*DESCRIPTION OF THE TASK:*
From the line with "Prompt = Locate the dark" through the end of the items, substitute "Find" for every "Locate" and reproduce those lines with nothing else changed.

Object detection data

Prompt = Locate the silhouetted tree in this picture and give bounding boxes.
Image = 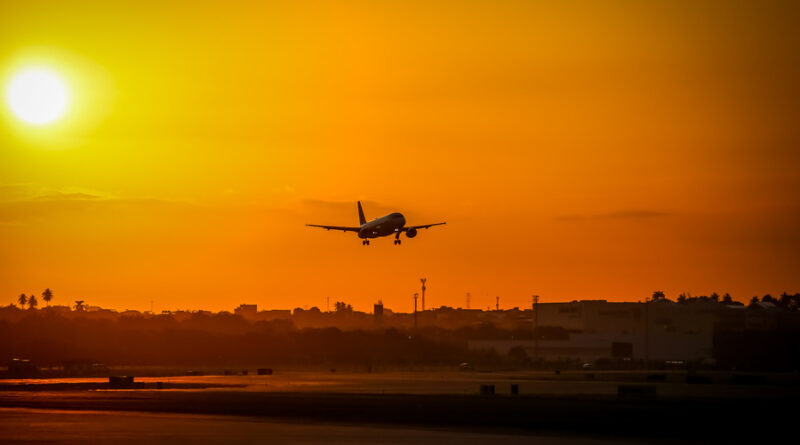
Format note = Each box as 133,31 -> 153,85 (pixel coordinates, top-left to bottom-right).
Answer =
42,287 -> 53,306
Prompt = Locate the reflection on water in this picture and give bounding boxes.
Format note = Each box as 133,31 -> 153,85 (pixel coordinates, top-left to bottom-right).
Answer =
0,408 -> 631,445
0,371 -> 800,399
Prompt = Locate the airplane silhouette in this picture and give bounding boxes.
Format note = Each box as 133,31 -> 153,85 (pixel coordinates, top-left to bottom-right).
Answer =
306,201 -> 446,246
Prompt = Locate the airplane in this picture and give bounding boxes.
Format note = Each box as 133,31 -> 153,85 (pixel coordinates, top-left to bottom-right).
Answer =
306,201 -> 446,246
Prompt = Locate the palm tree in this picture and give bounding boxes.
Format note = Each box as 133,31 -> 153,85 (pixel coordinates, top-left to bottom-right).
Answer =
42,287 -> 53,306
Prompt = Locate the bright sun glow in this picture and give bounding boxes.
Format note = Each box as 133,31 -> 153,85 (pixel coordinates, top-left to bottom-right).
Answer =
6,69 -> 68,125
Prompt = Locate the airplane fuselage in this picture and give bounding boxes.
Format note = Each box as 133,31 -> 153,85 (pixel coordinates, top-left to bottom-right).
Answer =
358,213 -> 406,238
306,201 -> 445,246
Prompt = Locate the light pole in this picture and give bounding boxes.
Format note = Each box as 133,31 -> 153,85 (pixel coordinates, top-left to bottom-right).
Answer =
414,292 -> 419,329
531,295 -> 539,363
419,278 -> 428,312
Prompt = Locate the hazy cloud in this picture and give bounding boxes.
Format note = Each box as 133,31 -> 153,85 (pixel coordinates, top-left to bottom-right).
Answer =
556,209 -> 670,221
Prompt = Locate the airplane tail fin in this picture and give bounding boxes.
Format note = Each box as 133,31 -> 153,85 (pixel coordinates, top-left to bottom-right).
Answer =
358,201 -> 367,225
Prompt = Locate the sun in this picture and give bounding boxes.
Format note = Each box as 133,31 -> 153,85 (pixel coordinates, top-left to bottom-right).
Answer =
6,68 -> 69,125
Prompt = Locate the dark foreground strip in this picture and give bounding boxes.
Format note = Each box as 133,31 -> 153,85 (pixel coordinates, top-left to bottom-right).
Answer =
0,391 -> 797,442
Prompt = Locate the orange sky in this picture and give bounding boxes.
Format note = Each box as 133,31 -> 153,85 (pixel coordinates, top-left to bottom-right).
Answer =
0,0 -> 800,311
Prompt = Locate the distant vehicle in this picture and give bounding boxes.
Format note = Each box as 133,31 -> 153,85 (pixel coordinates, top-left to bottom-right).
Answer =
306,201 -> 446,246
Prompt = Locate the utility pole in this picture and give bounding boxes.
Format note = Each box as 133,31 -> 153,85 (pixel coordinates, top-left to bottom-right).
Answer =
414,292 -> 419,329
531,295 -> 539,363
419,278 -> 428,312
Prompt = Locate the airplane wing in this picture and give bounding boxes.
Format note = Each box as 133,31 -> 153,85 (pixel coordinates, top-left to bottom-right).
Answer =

*FINISHED ANSWER:*
Prompt = Find the dark foreground strip in this picture and give bounding boxes.
Format note = Each box as 133,31 -> 153,85 (pixel coordinates, top-left to bottom-right).
Answer =
0,391 -> 797,442
Prompt = Find the orange sky in this picture and give bounding boxes.
Format note = Each box as 133,31 -> 153,85 (pixel coordinates, top-left to bottom-right).
Answer =
0,0 -> 800,311
Prompt = Find the distant vehicle in this picture and give bounding boxes.
Format note = Each box as 133,31 -> 153,85 (pixel coordinates, top-left to bottom-right).
Answer =
306,201 -> 446,246
Prompt = Find the utility pole in this picture and give bounding boxes.
Format note = Each box as 133,31 -> 153,85 (pixel coordinates, top-left to bottom-right).
Answer =
414,292 -> 419,329
531,295 -> 539,363
419,278 -> 428,312
Prompt = Find the airplane wing in this picture and give bounding boxes.
Format note = Each box as 133,31 -> 153,85 (pixel coordinates, top-left to bottom-right).
Answer =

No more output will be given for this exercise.